=== Records shown ===

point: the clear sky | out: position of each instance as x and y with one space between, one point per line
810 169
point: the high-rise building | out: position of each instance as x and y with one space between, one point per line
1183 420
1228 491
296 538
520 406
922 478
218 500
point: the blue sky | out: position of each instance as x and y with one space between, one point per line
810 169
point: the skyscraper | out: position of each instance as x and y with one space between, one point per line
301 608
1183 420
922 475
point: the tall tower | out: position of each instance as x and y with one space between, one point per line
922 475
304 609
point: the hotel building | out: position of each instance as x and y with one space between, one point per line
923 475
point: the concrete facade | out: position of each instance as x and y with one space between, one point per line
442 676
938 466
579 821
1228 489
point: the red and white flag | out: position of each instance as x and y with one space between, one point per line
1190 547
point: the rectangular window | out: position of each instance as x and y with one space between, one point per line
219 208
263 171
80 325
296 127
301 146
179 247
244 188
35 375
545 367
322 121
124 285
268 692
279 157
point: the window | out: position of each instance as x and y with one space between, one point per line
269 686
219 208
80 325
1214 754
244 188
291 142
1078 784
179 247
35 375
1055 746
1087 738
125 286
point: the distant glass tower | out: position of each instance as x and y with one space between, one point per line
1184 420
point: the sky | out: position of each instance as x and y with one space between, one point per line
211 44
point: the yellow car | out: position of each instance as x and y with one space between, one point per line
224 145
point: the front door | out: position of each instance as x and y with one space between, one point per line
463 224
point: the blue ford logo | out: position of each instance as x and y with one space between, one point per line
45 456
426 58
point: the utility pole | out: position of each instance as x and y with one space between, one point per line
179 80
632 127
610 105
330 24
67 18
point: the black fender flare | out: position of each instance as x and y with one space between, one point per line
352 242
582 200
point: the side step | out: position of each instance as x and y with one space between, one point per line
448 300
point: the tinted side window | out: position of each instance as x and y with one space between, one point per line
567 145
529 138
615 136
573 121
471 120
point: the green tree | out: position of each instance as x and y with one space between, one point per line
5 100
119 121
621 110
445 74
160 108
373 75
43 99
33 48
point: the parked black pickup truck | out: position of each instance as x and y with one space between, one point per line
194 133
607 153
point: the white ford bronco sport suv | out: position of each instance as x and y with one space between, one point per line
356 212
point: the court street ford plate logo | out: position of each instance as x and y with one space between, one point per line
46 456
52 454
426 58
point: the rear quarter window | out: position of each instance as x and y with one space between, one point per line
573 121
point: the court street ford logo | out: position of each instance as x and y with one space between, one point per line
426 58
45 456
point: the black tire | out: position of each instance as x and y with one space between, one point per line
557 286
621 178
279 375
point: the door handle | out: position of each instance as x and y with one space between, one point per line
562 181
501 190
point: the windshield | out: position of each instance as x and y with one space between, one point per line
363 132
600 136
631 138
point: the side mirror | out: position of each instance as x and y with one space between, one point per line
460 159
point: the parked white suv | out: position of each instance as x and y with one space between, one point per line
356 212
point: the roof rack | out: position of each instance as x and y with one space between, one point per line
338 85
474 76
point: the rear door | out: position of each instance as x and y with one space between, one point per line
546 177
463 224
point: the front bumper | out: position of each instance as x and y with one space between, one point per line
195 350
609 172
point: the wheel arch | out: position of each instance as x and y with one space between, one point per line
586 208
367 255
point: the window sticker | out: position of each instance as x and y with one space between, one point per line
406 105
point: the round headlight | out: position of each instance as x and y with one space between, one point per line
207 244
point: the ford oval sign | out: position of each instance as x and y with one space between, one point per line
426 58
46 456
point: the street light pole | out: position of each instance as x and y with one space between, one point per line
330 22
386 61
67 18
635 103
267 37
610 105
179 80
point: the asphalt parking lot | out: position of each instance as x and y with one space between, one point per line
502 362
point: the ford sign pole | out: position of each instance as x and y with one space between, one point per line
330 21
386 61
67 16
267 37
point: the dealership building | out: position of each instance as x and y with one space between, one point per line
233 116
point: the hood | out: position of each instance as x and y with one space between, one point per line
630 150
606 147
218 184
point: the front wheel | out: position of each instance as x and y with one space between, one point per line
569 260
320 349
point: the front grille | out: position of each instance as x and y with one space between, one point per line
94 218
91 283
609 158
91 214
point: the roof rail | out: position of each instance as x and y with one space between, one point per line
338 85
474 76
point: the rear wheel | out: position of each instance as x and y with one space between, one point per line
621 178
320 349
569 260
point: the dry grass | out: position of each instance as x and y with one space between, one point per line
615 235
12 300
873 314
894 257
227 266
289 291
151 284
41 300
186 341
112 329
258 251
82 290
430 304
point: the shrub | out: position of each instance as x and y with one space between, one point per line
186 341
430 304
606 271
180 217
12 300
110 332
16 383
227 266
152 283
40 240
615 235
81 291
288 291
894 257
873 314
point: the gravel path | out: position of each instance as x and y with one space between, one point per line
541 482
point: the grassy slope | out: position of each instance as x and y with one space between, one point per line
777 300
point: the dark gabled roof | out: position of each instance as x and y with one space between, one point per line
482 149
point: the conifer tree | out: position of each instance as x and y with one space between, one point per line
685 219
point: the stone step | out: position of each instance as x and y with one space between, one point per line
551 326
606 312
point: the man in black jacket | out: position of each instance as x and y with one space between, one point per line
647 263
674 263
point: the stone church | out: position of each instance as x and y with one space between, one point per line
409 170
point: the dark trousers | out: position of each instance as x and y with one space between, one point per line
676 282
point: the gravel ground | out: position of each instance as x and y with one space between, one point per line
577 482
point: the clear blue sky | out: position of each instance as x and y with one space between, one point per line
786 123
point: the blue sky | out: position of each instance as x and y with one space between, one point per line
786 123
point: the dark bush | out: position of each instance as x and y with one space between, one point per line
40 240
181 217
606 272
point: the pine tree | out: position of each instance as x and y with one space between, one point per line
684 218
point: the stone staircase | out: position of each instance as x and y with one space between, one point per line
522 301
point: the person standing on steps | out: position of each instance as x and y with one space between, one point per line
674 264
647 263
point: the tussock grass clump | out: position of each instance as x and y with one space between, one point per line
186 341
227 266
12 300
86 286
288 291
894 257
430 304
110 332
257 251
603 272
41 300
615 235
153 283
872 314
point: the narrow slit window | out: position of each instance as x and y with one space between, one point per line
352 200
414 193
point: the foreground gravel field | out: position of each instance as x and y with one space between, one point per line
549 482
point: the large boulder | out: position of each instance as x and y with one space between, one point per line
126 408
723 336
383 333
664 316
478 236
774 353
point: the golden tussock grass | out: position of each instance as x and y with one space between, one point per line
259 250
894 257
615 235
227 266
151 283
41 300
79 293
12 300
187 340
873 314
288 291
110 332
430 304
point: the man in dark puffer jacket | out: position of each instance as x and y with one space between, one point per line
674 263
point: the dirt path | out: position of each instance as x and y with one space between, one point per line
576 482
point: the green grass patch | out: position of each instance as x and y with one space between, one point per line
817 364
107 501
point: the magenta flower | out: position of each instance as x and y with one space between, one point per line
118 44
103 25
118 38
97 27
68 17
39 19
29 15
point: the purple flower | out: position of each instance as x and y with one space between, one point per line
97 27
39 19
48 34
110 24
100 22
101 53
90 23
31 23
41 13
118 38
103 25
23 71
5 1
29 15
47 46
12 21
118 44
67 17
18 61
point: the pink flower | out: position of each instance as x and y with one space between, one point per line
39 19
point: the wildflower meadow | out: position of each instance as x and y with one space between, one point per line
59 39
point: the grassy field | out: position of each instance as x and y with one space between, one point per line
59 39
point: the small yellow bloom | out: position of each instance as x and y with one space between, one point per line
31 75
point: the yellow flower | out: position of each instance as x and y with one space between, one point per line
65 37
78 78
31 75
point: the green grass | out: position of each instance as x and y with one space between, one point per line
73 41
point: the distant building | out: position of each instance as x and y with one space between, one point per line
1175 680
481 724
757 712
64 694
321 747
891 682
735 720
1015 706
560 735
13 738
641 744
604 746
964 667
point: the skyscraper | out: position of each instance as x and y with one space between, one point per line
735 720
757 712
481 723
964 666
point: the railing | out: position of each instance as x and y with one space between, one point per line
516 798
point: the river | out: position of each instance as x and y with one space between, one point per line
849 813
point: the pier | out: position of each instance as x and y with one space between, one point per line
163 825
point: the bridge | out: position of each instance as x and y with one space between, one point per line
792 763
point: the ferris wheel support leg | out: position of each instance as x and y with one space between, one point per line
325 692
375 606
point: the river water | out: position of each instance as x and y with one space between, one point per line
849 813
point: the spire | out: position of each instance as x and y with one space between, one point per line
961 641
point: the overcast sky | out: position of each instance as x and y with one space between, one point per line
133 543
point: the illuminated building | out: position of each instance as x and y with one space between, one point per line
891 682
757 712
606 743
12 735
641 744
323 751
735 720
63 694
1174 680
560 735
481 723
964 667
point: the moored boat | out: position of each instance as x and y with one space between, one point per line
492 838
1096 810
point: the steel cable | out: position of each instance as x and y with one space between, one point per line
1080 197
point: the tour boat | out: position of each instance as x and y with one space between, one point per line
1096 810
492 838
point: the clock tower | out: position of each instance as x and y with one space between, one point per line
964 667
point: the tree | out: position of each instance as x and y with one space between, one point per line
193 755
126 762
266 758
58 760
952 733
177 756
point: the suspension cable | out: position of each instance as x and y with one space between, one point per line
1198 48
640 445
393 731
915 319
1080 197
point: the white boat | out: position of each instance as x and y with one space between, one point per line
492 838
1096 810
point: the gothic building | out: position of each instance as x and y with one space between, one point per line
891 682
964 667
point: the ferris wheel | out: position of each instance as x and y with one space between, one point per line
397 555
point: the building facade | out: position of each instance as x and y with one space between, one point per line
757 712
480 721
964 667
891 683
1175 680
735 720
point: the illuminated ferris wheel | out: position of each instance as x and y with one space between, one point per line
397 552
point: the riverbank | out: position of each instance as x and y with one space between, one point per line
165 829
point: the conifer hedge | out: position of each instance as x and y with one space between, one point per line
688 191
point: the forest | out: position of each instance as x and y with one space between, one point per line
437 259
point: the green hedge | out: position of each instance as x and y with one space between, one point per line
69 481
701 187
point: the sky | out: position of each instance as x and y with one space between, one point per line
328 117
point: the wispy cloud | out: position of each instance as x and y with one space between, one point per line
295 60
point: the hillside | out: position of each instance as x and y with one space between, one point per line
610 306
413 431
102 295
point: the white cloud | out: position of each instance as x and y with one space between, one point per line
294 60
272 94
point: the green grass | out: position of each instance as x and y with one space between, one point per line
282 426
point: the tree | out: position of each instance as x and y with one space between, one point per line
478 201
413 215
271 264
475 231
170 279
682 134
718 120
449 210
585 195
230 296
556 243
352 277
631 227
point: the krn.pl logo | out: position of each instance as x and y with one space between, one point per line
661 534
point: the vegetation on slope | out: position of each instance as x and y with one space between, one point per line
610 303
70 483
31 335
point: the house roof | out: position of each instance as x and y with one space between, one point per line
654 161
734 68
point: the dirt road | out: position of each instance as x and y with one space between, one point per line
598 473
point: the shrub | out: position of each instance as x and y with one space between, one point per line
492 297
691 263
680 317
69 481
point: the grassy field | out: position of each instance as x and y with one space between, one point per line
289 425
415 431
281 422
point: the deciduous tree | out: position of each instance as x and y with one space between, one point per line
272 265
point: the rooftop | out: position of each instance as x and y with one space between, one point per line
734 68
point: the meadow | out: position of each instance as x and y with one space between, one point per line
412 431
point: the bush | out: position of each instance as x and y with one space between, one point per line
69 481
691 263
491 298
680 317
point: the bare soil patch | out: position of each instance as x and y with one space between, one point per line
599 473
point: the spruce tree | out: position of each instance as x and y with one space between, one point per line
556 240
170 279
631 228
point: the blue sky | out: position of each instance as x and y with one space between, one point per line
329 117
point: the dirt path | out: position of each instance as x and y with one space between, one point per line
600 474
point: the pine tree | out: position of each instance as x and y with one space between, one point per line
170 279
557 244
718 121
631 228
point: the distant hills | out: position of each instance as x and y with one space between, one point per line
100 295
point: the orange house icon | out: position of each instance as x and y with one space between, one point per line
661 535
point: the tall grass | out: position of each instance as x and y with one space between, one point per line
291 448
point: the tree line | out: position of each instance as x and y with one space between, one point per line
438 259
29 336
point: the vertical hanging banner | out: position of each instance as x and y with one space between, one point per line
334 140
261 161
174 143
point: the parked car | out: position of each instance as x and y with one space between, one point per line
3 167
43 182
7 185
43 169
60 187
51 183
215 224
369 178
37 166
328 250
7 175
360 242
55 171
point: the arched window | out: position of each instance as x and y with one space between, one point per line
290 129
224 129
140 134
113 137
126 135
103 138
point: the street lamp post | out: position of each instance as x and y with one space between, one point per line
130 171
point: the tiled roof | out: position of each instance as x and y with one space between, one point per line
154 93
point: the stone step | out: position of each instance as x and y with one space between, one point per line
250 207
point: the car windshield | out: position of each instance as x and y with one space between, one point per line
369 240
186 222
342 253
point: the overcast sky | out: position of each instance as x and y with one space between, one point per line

===

_Exercise aim_
Return the lines beginning at the one that contains "point: the spruce" and continuing through the last line of the data, exactly as they stand and without any others.

_Solution for this exercise_
point: the spruce tree | out: position of each instance as x and y with one space between, one point per line
556 240
170 279
631 228
point: the blue sky | out: position of each instance as x and y with one space between, one point per line
329 117
point: the dirt path | out: position of each instance as x and y with one space between, one point per line
600 474
point: the pine tree | out: position of each instance as x and y with one space between, one point per line
170 279
557 244
718 121
631 228
point: the distant hills | out: position of each instance as x and y with one space between, one point per line
100 295
point: the orange house icon | out: position of each instance as x and y with one space between, one point per line
661 535
point: the tall grass | out: position of each instance as x and y with one space between, one point per line
291 448
point: the tree line | out: position of each instance as x and y with one space between, one point per line
438 259
29 336
point: the vertical hanging banner | out: position of each instance as x and y with one space between, one point per line
334 140
261 161
174 143
point: the parked car | out: position of each instance as x and y with one space between, one point per line
3 167
43 182
7 185
43 169
60 187
51 183
215 224
369 178
37 166
328 250
7 175
360 242
55 171
point: the arched window | out: position of each instance as x and y with one space between, one point per line
290 129
224 129
140 134
113 137
126 135
103 138
point: the street lamp post | out: position of each instance as x and y with one space between, one point per line
130 171
point: the tiled roof | out: position of each instance as x and y with one space between, one point per line
154 93
point: the stone step | out: position of each instance as x and y with one space between, one point per line
250 207
point: the car windshield | out: position of each instance as x and y with one space between, one point per line
369 240
186 222
342 253
point: the overcast sky | out: position of each instance as x and y with one space between, one point per line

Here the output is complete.